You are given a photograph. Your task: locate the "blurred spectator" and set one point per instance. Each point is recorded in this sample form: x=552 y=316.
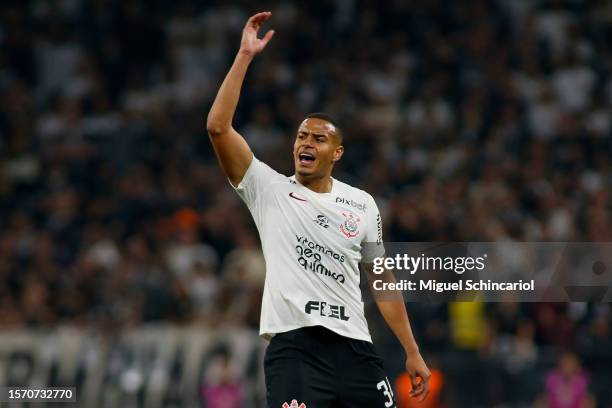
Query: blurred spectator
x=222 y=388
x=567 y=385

--

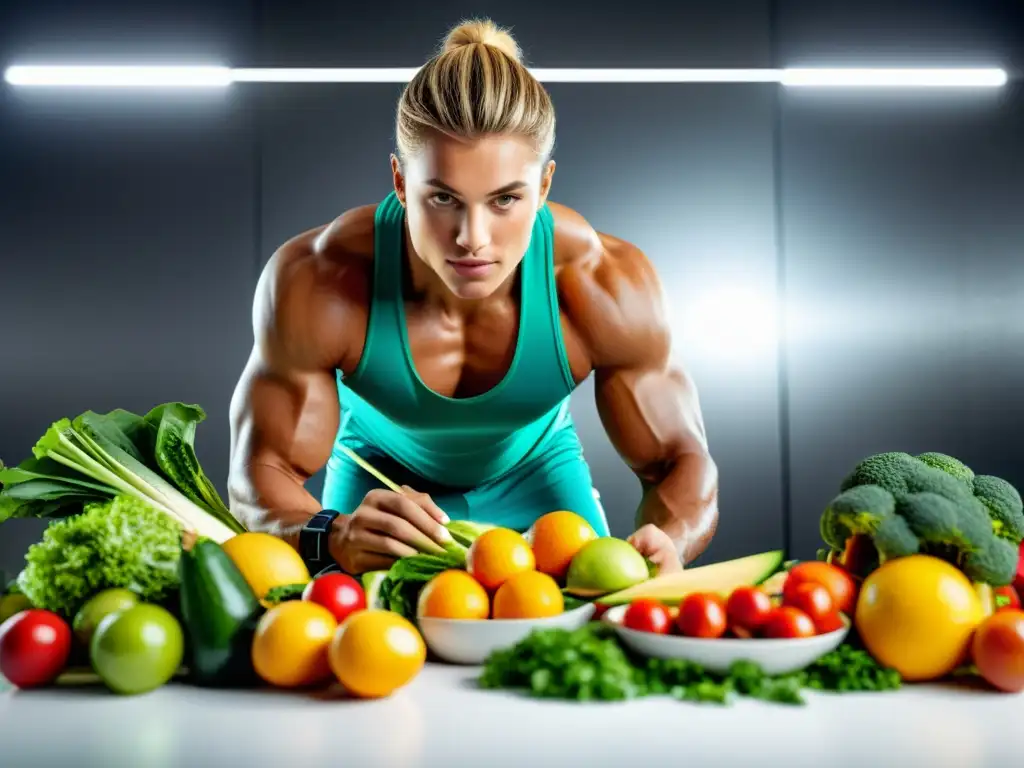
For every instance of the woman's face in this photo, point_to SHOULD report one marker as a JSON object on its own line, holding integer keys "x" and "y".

--

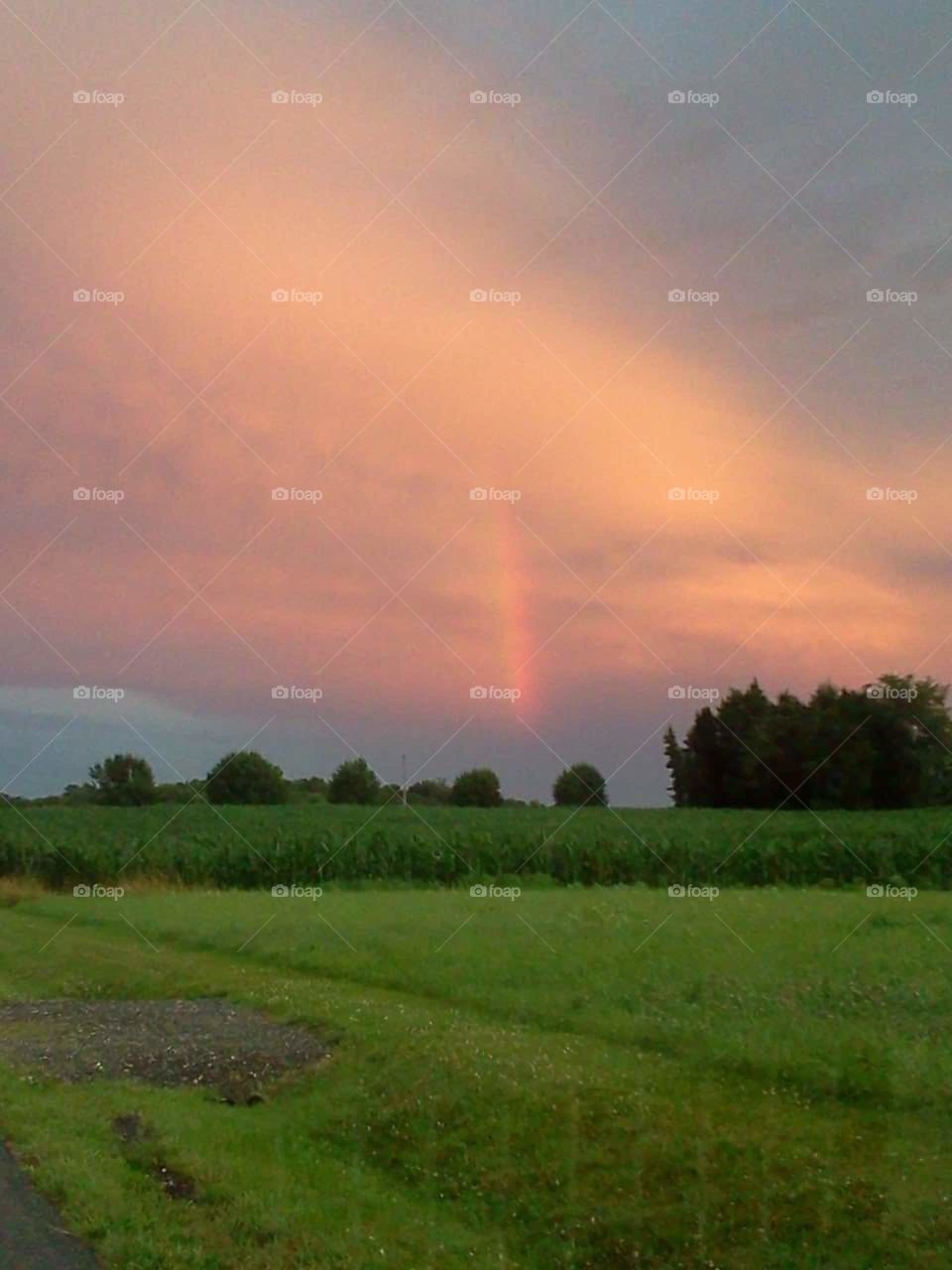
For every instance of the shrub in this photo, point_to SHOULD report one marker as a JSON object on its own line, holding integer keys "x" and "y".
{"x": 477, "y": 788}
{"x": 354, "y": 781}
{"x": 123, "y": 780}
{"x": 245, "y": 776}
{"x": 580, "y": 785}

EXERCISE REQUIREMENTS
Rescale the material from the line containing "You are given" through the line containing "x=567 y=385", reproducing every line including the request but leaving out the picture. Multiply each point coordinate in the answers by 1.9 and round to whole numbers with halves going up, leaving the numbers in the request and its sample form unchanged.

RESULT BELOW
You are given a photograph. Your task: locate the "blurred spectator" and set one point per instance. Each point is recorded in this sample form: x=552 y=316.
Query: blurred spectator
x=422 y=737
x=1077 y=732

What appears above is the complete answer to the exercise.